→ **Extrait du document**:
Rompant avec le traditionnel couplage Cavalleria/Paillasse, Jean-Louis Martinelli préfère Zanetto/Paillasse et illustre de façon admirable le travestissement amoureux. Pour Zanetto, il propose une illustration nocturne sur fond de ciel étoilé d’un coming out impossible entre la courtisane (Sylvia) et Zanetto. La voix du jeune garçon, selon la tradition lyrique du 18ème siècle, étant clairement désignée comme corps féminin, c’est donc ici le désir d’une relation homosexuelle inavouée dans la chaleur d’une nuit d’été, sous le regard d’une des villes les plus féminines d’Italie, Florence.
Hiromi Omura incarne Sylvia. Son soprano lyrique aux aigus amples et généreux, au médium corsé doublé de graves somptueux, où le corps tout entier brûle sous la morsure de cette impossible relation, lui permet de passer sans forcer une orchestration luxuriante.

→ **Matériel fourni**:
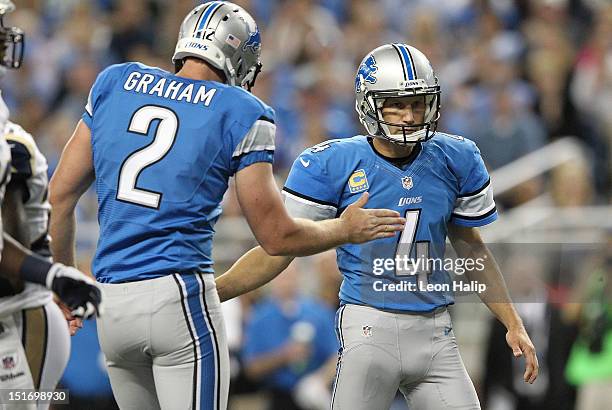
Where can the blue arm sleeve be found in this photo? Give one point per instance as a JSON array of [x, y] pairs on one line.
[[97, 92], [474, 205], [309, 179]]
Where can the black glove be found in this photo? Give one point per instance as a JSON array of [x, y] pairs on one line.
[[76, 290]]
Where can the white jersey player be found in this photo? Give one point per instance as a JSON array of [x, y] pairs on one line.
[[34, 338]]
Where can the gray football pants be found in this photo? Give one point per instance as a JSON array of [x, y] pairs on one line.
[[164, 343], [416, 353]]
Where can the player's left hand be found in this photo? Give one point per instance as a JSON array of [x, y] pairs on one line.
[[521, 345]]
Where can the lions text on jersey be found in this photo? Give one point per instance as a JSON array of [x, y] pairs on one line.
[[162, 159], [444, 182], [28, 166]]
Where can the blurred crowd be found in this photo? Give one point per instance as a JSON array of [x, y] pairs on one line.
[[515, 76]]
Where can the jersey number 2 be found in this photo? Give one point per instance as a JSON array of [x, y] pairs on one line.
[[412, 257], [145, 157]]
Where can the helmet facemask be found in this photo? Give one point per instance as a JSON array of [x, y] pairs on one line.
[[397, 71], [12, 45], [408, 133]]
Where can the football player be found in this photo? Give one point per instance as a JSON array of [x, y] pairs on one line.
[[18, 264], [28, 311], [393, 325], [161, 147], [34, 341]]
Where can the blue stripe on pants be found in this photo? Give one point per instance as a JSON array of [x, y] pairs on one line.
[[207, 360]]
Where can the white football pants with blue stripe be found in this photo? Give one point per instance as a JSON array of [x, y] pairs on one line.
[[165, 345], [416, 353]]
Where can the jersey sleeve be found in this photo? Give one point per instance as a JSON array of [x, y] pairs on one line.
[[256, 146], [309, 192], [474, 205], [252, 134], [98, 90]]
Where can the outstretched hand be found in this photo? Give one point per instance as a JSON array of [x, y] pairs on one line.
[[363, 225], [521, 345]]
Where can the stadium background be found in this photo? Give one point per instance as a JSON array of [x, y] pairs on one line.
[[519, 77]]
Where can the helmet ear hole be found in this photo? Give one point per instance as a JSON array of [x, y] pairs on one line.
[[234, 49]]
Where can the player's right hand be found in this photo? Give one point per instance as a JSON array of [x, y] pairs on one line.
[[364, 225], [80, 293]]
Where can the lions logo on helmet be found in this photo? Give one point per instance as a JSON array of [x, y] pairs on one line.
[[11, 39], [213, 32], [367, 69], [401, 70]]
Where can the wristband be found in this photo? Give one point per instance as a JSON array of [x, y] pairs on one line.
[[35, 269]]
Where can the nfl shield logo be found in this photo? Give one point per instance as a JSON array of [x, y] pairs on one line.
[[407, 182], [8, 362]]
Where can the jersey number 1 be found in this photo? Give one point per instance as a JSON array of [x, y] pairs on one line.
[[145, 157], [412, 257]]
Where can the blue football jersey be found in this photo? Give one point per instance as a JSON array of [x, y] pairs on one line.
[[163, 149], [444, 182]]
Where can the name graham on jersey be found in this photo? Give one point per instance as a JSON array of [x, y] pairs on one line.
[[170, 89], [410, 200]]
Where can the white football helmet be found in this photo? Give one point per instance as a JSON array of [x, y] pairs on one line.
[[391, 71], [224, 35], [11, 39]]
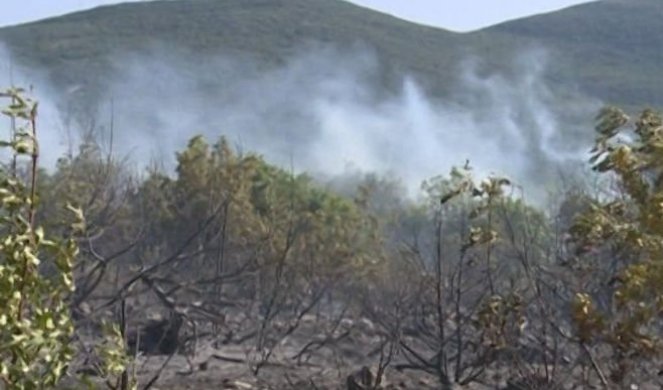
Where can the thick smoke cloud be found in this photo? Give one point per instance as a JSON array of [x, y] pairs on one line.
[[320, 112]]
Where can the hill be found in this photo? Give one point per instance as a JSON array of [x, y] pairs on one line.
[[609, 48]]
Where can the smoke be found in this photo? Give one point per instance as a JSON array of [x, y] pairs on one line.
[[322, 111], [54, 137]]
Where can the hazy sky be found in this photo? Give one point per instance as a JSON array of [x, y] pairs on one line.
[[460, 15]]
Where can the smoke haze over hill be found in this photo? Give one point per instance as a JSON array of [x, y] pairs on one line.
[[321, 112]]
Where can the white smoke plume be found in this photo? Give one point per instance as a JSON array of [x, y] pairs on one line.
[[320, 112]]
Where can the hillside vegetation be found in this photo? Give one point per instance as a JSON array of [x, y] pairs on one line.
[[607, 49]]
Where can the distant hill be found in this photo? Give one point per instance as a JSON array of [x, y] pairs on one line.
[[609, 49]]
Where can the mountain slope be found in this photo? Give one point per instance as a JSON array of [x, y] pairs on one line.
[[610, 49]]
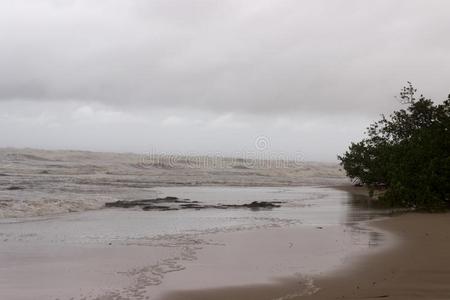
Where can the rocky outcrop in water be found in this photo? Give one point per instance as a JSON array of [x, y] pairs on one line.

→ **Consigne**:
Récrivez plus brièvement le paragraphe de l'extrait qui commence par « Rompant avec le traditionnel couplage », sans perdre ses faits principaux.

→ **Réponse rédigée**:
Jean-Louis Martinelli remplace le couplage habituel Cavalleria/Paillasse par Zanetto/Paillasse et illustre très bien le travestissement amoureux. Pour Zanetto, il montre, de nuit sous un ciel étoilé, un coming out impossible entre la courtisane Sylvia et Zanetto. Selon la tradition lyrique du 18e siècle, la voix du jeune garçon est celle d'un corps féminin. Il s'agit donc du désir d'une relation homosexuelle inavouée, par une chaude nuit d'été, sous le regard de Florence, l'une des villes les plus féminines d'Italie.